● Задания:
1. Можете дословно процитировать отрывок из текста о партизанских отрядах, начиная со слов "Корж со своим" и вплоть до слов "дорог, большаки, шоссе."?
2. Можете преобразовать записи в CSV из двух столбцов, instruction и response? Нужны только записи от их начала и вниз до строки с "7], [130, 9]]" включительно: по строке на каждый запрос, где в первом поле стоит его текст, во втором его ответ, каждое значение заключено в кавычки, а переводы строк заменены пробелами.

─── Исходный документ ───

Следующей серьезной операцией объединенных отрядов были бои в деревне Баранья Гора в начале ноября 1942 года. Эти бои продолжались в течение четырех дней, окончились провалом попыток немцев глубоко проникнуть в партизанскую зону на Пинщине.

Корж со своим штабом собрал командиров отрядов, политработников и подвел итоги боев, отметив не только положительное в действиях партизан, но и недостатки, упущения. А они были, в том числе и во время засад у Бараньей Горы: после открытия огня партизан не подняли в атаку, и противник успел развернуться и организовать сопротивление. Не учитывали также длину вражеских колонн. Поэтому многие немцы, которые двигались в хвосте, не попали под огонь.

Проведенные несколькими отрядами совместные операции имели большое значение. Они способствовали переходу партизан к другим формам борьбы — более масштабным. Партизаны теперь нападали на крупные гарнизоны, очищали от врага не только деревни, но и целые районы, перекрывали надолго участки железных дорог, большаки, шоссе.

Осенью 1942-го в оперативное подчинение отряда «Комарова» вошел отряд имени Щорса, организованный зимой 1941/42 годов в Брестской области. Летом этот отряд успешно там оперировал. 2 августа 1942 года он совместно с тремя другими отрядами разгромил гарнизон в городском поселке Коссово, но с наступлением осени, ввиду малочисленности лесов в Брестской области, вынужден был перебазироваться в пинские леса и вместе с отрядами, базировавшимися на Пинщине, громить там вражеские коммуникации. Весной 1943-го отряд имени Щорса (командир Пронягин, комиссар Дудко) снова передислоцировался в Брестскую область и вошел в подчинение уже действовавшего там отряда Сикорского.

Зимой 1942 года в Бытенском районе тогдашней Барановичской области Федотовым, Гусевым, Мулояновым был создан отряд имени Чапаева. Он начал боевые действия в апреле 1942 года и уже к лету насчитывал до 260 партизан. Партизаны из этого отряда 2 августа того же года участвовали в разгроме гарнизона в Коссово вместе с отрядом имени Щорса.

─── Исходные данные ───

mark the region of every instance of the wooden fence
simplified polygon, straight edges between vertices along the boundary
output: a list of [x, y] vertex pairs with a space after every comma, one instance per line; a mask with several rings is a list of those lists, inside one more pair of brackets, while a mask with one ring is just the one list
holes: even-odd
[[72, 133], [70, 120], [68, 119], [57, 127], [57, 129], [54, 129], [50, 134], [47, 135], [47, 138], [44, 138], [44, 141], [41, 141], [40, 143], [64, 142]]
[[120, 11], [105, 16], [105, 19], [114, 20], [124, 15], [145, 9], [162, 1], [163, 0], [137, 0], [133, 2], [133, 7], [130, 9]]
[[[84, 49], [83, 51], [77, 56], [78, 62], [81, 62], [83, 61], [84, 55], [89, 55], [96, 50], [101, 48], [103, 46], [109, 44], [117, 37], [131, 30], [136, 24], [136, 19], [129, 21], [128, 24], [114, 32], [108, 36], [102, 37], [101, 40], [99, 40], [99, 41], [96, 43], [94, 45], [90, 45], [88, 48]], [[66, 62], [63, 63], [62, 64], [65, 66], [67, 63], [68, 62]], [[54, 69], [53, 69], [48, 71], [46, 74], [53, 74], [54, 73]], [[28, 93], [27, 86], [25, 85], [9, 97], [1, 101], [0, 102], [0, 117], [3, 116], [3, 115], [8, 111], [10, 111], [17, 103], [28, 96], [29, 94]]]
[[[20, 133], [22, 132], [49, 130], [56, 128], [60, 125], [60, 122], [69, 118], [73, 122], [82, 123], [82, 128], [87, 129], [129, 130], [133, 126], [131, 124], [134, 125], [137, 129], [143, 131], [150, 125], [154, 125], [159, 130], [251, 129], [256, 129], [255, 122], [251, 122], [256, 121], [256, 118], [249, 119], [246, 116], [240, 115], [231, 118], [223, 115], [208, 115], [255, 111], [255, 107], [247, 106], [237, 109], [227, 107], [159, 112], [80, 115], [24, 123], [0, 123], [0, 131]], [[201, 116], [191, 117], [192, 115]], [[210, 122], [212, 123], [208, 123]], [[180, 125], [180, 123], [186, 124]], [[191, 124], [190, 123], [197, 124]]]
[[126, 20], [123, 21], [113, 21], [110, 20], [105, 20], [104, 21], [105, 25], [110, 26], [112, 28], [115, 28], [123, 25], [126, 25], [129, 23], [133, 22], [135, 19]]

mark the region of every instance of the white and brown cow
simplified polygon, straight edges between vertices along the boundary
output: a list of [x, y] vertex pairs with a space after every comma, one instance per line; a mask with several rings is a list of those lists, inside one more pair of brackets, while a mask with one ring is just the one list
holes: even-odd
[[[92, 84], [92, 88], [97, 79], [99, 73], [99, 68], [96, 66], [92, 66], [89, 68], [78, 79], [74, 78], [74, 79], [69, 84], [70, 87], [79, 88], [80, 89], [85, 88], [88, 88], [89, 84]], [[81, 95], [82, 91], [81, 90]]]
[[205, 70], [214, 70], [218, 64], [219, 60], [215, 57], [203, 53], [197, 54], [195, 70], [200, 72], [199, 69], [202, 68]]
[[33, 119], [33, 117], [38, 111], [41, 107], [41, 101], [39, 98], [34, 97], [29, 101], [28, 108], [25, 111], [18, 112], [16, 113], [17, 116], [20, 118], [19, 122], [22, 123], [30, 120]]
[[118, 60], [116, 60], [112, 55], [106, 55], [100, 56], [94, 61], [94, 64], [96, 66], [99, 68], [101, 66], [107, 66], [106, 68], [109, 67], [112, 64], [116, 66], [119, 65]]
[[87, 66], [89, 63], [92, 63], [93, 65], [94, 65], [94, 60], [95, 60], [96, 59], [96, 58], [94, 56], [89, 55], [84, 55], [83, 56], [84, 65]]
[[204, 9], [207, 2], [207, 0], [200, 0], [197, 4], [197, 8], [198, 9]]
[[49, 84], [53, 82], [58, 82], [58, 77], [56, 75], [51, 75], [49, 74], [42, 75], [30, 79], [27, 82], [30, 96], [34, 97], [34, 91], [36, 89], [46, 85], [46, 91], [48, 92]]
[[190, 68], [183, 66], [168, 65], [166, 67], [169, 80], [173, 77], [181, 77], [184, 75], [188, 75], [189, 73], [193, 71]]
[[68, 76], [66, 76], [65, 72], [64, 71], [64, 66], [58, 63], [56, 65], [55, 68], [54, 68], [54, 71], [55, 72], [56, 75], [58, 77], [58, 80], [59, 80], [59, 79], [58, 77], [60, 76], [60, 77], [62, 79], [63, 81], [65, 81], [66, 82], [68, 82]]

───

● Ответы по порядку:
1.
Корж со своим штабом собрал командиров отрядов, политработников и подвел итоги боев, отметив не только положительное в действиях партизан, но и недостатки, упущения. А они были, в том числе и во время засад у Бараньей Горы: после открытия огня партизан не подняли в атаку, и противник успел развернуться и организовать сопротивление. Не учитывали также длину вражеских колонн. Поэтому многие немцы, которые двигались в хвосте, не попали под огонь.

Проведенные несколькими отрядами совместные операции имели большое значение. Они способствовали переходу партизан к другим формам борьбы — более масштабным. Партизаны теперь нападали на крупные гарнизоны, очищали от врага не только деревни, но и целые районы, перекрывали надолго участки железных дорог, большаки, шоссе.

2.
instruction,response
"mark the region of every instance of the wooden fence simplified polygon, straight edges between vertices along the boundary output: a list of [x, y] vertex pairs with a space after every comma, one instance per line; a mask with several rings is a list of those lists, inside one more pair of brackets, while a mask with one ring is just the one list holes: even-odd","[[72, 133], [70, 120], [68, 119], [57, 127], [57, 129], [54, 129], [50, 134], [47, 135], [47, 138], [44, 138], [44, 141], [41, 141], [40, 143], [64, 142]] [[120, 11], [105, 16], [105, 19], [114, 20], [124, 15], [145, 9], [162, 1], [163, 0], [137, 0], [133, 2], [133, 7], [130, 9]]"